EXERCISE TEXT:
********

Questions the coach must answer

The technique is generally directed towards two important goals:
1. Greatest possible “initial speed” of the body or piece of equipment
2. Optimal angle of release.

If one has clear reference points within this framework, then the possibilities for individual adaptations are very few, as even small deviations can result in great gains in results.

In relation to this, a coach must ask herself of himself the following questions:

1. Is the technical deviation such that the path of travel is changed in such a way that the release speed is both longer and maximal (optimal)?

If effort is applied over a short range, it can negatively affect the release speed. For example, this is the situation if one does not hold the throwing arm straight at the end of the discus throw (short arm, less speed for the piece of equipment). A long distance over which the effort is applied can also have a negative effect. For example, if one bends down too low in the shot-put. Then one will have an unfavorable angle in the joints when the effort is made such that one is able to fully exploit the extensor muscles (of course it may also be the case that the athlete has insufficient strength to bend down).

********

PROVIDED INFORMATION:

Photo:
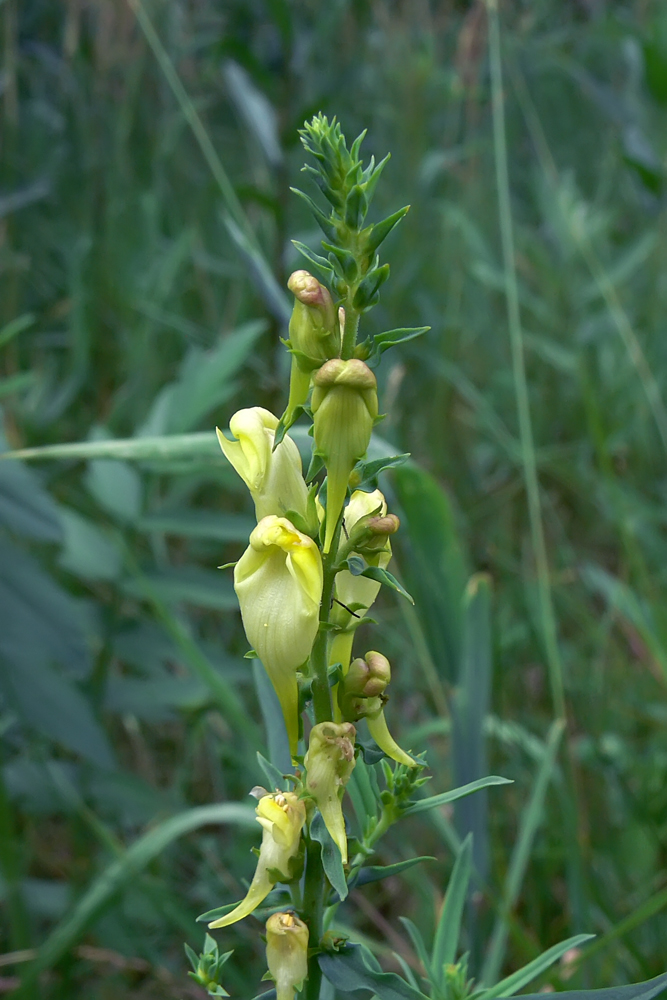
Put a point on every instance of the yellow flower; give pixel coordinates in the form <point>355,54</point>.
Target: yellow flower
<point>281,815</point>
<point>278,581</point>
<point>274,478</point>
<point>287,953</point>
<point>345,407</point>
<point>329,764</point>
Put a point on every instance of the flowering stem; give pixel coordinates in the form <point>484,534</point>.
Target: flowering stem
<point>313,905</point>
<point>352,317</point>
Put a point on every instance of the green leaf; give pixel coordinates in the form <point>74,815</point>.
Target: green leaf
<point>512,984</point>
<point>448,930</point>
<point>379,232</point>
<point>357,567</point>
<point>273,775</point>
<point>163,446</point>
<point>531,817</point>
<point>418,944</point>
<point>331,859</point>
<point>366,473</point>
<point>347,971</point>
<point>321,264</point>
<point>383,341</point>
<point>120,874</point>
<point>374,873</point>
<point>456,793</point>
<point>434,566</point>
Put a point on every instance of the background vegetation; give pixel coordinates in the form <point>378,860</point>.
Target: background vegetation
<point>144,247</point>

********

DIRECTIONS:
1. In the coaching text, what example is given of effort applied over a short range in the discus throw?
2. Reproduce the coaching text from "If one has clear" up to and including "and maximal (optimal)?".

PER-TASK OUTPUTS:
1. Not holding the throwing arm straight at the end of the discus throw.

2.
If one has clear reference points within this framework, then the possibilities for individual adaptations are very few, as even small deviations can result in great gains in results.

In relation to this, a coach must ask herself of himself the following questions:

1. Is the technical deviation such that the path of travel is changed in such a way that the release speed is both longer and maximal (optimal)?